• [Written request] Repeat each of the entries below word for word, with no changes.

• [Exercise materials]
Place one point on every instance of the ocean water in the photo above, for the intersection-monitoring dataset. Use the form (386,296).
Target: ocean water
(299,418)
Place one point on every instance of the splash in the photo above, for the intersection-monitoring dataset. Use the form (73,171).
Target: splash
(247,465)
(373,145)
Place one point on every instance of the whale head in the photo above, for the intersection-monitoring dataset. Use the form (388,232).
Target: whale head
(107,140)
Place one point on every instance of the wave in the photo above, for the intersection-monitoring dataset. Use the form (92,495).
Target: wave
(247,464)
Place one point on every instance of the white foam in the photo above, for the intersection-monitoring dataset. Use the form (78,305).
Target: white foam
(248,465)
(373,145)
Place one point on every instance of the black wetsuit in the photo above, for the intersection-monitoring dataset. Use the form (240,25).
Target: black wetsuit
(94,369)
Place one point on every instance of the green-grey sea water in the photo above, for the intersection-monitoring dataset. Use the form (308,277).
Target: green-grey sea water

• [Correct response]
Place one point on every instance of the ocean water in the photo above, for the intersection-monitoring dataset. Use the form (386,296).
Target: ocean water
(299,418)
Place one point on every instance of the splash in the photo above, for the intersection-monitoring dataset. Use the form (73,171).
Target: splash
(247,465)
(373,145)
Place one point on every instance of the whale head in the photo above, for the intersection-monitoring dataset. Use the form (388,232).
Target: whale head
(107,140)
Place one point on every instance of the wave in the photo above, for the intersection-monitoring dataset. Use the form (92,495).
Target: wave
(247,464)
Place one point on every instance of the white foam in the photo above, for the intersection-monitoring dataset. Use the form (78,305).
Target: white foam
(248,465)
(373,145)
Place one point on every instance of the black wetsuit in the photo above, for the intersection-monitoring dataset. Use the form (240,25).
Target: black wetsuit
(94,369)
Place one point on every instance of the green-grey sea water in the photo above, for the intersection-monitoring dataset. Use the form (308,277).
Target: green-grey sea water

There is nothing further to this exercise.